* [Work to complete] Output the data below in full, character for character.

* [Listed records]
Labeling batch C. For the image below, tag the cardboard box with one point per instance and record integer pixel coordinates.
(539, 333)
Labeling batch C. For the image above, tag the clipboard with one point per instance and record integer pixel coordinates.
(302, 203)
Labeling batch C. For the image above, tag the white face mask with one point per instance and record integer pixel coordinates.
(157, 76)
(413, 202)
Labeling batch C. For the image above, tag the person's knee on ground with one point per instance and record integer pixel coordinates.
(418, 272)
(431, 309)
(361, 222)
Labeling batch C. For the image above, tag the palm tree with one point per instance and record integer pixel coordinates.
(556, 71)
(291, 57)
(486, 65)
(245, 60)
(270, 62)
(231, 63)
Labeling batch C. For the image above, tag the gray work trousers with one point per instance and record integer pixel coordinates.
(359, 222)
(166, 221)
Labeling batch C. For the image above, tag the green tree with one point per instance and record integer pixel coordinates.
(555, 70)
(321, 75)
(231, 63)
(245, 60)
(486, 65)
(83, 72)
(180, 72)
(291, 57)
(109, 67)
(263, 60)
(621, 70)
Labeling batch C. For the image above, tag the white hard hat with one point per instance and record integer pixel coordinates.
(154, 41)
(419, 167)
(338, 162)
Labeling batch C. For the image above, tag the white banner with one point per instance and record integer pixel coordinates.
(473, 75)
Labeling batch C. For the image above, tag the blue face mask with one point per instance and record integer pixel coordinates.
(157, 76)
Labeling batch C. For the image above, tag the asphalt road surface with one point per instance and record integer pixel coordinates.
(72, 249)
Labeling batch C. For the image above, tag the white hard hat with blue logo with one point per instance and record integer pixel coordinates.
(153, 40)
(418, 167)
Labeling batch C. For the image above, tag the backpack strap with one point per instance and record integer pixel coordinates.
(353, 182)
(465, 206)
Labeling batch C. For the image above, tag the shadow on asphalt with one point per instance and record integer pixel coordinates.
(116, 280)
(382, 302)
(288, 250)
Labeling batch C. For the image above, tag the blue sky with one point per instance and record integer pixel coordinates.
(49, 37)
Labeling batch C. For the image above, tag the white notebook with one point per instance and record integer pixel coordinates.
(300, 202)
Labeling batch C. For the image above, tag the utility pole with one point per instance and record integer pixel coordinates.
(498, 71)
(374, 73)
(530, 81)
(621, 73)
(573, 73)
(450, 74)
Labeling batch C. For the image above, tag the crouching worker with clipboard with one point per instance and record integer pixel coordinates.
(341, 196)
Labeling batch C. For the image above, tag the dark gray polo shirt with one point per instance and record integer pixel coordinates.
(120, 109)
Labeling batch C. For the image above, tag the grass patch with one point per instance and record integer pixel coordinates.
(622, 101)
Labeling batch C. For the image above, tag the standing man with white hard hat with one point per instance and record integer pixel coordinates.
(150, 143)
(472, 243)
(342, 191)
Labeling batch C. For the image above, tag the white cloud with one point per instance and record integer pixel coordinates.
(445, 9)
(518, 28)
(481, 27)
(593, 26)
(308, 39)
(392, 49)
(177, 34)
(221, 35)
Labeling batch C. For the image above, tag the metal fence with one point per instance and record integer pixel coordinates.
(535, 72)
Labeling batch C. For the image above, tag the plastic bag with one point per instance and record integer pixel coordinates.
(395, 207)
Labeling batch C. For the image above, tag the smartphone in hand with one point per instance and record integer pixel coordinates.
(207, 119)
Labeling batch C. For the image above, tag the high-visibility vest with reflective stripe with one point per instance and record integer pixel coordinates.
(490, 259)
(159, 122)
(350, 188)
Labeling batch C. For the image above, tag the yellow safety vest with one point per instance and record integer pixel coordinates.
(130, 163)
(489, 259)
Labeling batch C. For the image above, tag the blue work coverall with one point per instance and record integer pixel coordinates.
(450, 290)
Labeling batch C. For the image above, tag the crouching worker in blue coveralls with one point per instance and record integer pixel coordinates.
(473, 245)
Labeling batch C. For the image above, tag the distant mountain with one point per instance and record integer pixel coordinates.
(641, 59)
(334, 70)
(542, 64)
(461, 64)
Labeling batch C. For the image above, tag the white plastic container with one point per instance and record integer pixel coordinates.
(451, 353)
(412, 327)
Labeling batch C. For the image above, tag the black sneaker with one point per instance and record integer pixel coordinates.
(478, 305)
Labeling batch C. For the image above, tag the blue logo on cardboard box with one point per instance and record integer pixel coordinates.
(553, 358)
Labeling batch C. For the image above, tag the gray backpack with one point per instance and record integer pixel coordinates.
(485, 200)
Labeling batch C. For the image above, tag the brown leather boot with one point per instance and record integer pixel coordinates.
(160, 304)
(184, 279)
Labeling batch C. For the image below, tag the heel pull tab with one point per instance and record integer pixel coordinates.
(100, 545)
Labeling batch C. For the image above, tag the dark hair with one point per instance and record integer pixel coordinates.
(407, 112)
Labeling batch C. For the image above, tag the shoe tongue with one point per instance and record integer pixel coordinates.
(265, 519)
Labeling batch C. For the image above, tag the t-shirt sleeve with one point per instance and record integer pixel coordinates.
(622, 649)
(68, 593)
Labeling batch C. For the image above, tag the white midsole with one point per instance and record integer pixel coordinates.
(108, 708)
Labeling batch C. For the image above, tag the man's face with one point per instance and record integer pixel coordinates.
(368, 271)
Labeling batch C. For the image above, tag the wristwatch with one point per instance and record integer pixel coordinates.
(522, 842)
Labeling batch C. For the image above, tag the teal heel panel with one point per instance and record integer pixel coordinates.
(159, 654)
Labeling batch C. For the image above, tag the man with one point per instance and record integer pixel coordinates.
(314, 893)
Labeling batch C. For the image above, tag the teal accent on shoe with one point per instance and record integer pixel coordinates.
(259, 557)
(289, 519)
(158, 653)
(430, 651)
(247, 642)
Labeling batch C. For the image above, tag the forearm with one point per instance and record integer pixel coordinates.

* [Task result]
Labeling batch C. For the image below, tag the cardboard box with one point per instance and record integer pixel coordinates.
(539, 333)
Labeling batch C. For the image above, tag the clipboard with one point per instance and record integer pixel coordinates.
(302, 203)
Labeling batch C. For the image above, tag the white face mask with one point per instance and record integer pixel coordinates.
(157, 76)
(413, 202)
Labeling batch C. For the image above, tag the person's knee on ground with one point per instance and record integer pixel coordinates.
(418, 272)
(431, 309)
(361, 222)
Labeling batch C. For the image above, tag the palm tree with one point per instance and record integer pixel coordinates.
(556, 71)
(291, 57)
(486, 65)
(245, 60)
(270, 62)
(231, 63)
Labeling batch C. For the image above, tag the gray work trousers with one point per instance and record integer pixel coordinates.
(359, 222)
(166, 221)
Labeling batch C. For the image above, tag the green tree with one point per instance and record integer pixel coordinates.
(555, 70)
(321, 75)
(231, 63)
(245, 60)
(486, 65)
(83, 72)
(180, 72)
(291, 57)
(109, 67)
(263, 60)
(621, 70)
Labeling batch C. For the image above, tag the white hard hat with one point per instance and record integer pixel coordinates.
(154, 41)
(419, 167)
(338, 162)
Labeling batch C. For the image above, tag the white banner with one point per instance and record integer pixel coordinates.
(473, 75)
Labeling batch C. For the image above, tag the blue face mask with one point per instance and record integer pixel coordinates.
(157, 76)
Labeling batch C. For the image above, tag the asphalt road surface with one point per instance and record integer pixel coordinates.
(72, 249)
Labeling batch C. For the image above, tag the white hard hat with blue logo with one point per instance and record integer pixel coordinates.
(153, 40)
(418, 167)
Labeling batch C. For the image above, tag the backpack strap with one point per instance and record integer pixel coordinates.
(353, 182)
(465, 206)
Labeling batch C. For the image above, tag the shadow on asphalt with one point per instance and record integer pixel coordinates.
(116, 280)
(382, 302)
(288, 250)
Labeling batch C. For the image above, tag the blue sky with one point per instance and record integer pixel coordinates.
(49, 37)
Labeling batch C. For the image above, tag the white notebook with one point per instance and record integer pixel coordinates.
(300, 202)
Labeling batch C. For the image above, tag the utility pole with one point per instance and record integer pixel coordinates.
(498, 71)
(374, 73)
(530, 81)
(621, 73)
(573, 73)
(450, 74)
Labeling batch C. For the image above, tag the crouching worker with clipboard with one point per instance and record integer pixel coordinates.
(341, 196)
Labeling batch C. For the image above, tag the dark gray polo shirt with one point per instance and record integer pixel coordinates.
(120, 109)
Labeling batch C. For the image above, tag the grass patch with one point per instance and record integer pixel coordinates.
(622, 101)
Labeling batch C. For the image above, tag the standing man with white hard hat with one point per instance and record integer pixel coordinates.
(150, 143)
(472, 243)
(342, 191)
Labeling batch C. For the image above, tag the white cloud with one point per instance and record integer pixel coordinates.
(445, 9)
(518, 28)
(481, 27)
(593, 26)
(308, 39)
(392, 49)
(177, 34)
(221, 35)
Labeling batch C. For the image above, tag the metal fence with one point per instance and record integer pixel coordinates.
(535, 72)
Labeling batch C. For the image above, tag the plastic bag with one point per instance and record integer pixel coordinates.
(395, 207)
Labeling batch C. For the image above, tag the smartphone in hand with one point per instance and record integer pixel coordinates.
(207, 119)
Labeling batch C. For the image above, tag the high-visibility vest with reflective stripe with one point per instance and record integer pixel coordinates.
(490, 259)
(159, 122)
(350, 188)
Labeling batch C. For the image above, tag the yellow safety vest with one point per instance and record integer pixel coordinates.
(130, 163)
(489, 259)
Labeling batch C. For the image above, tag the blue work coverall with one point per instance and record integer pixel coordinates.
(450, 290)
Labeling batch C. For the image above, tag the crouching worker in blue coveralls with one point per instance and record integer pixel coordinates.
(473, 245)
Labeling batch C. For the image above, tag the distant mountain with one point per instance and record integer pixel coordinates.
(641, 59)
(334, 70)
(542, 64)
(461, 64)
Labeling batch C. For the image above, tag the white plastic container with one point per instance and record integer pixel coordinates.
(451, 353)
(412, 327)
Labeling batch C. For the image above, tag the black sneaker with one point per instance and record integer pixel coordinates.
(478, 305)
Labeling batch C. For the image above, tag the blue logo on cardboard box with one point per instance and record integer pixel coordinates.
(553, 358)
Labeling batch C. For the image above, tag the gray backpack with one point per instance and record integer pixel coordinates.
(485, 200)
Labeling batch C. For the image above, tag the brown leather boot with one point per instance and record integer pixel coordinates.
(160, 304)
(184, 279)
Labeling batch C. For the image below, tag the heel pull tab with one point per instance and record integer pixel coordinates.
(100, 545)
Labeling batch C. For the image above, tag the dark hair with one point per instance and record integer pixel coordinates.
(407, 112)
Labeling batch C. For the image above, tag the shoe tongue with one point per instance and record integer pixel coordinates.
(265, 519)
Labeling batch C. For the image above, tag the t-shirt sleeve with one point per instance and record integer pixel coordinates.
(622, 649)
(68, 593)
Labeling batch C. For the image above, tag the white midsole with one point per instance and record integer pixel coordinates.
(108, 708)
Labeling batch C. For the image above, tag the man's face with one point per instance and record integer pixel coordinates.
(368, 271)
Labeling batch C. For the image above, tag the wristwatch with one point per instance and record integer pixel coordinates.
(522, 842)
Labeling batch C. For the image above, tag the teal heel panel with one point per instance and record integer pixel coordinates.
(159, 654)
Labeling batch C. For the image above, tag the man with one point per instance and record integer pixel coordinates.
(314, 893)
Labeling batch C. For the image above, tag the teal accent on shoe with one point per instance and record integer pixel coordinates.
(259, 557)
(289, 519)
(158, 653)
(430, 651)
(247, 642)
Labeling batch C. For the image above, tag the forearm with one point per instance and record integer pixel coordinates.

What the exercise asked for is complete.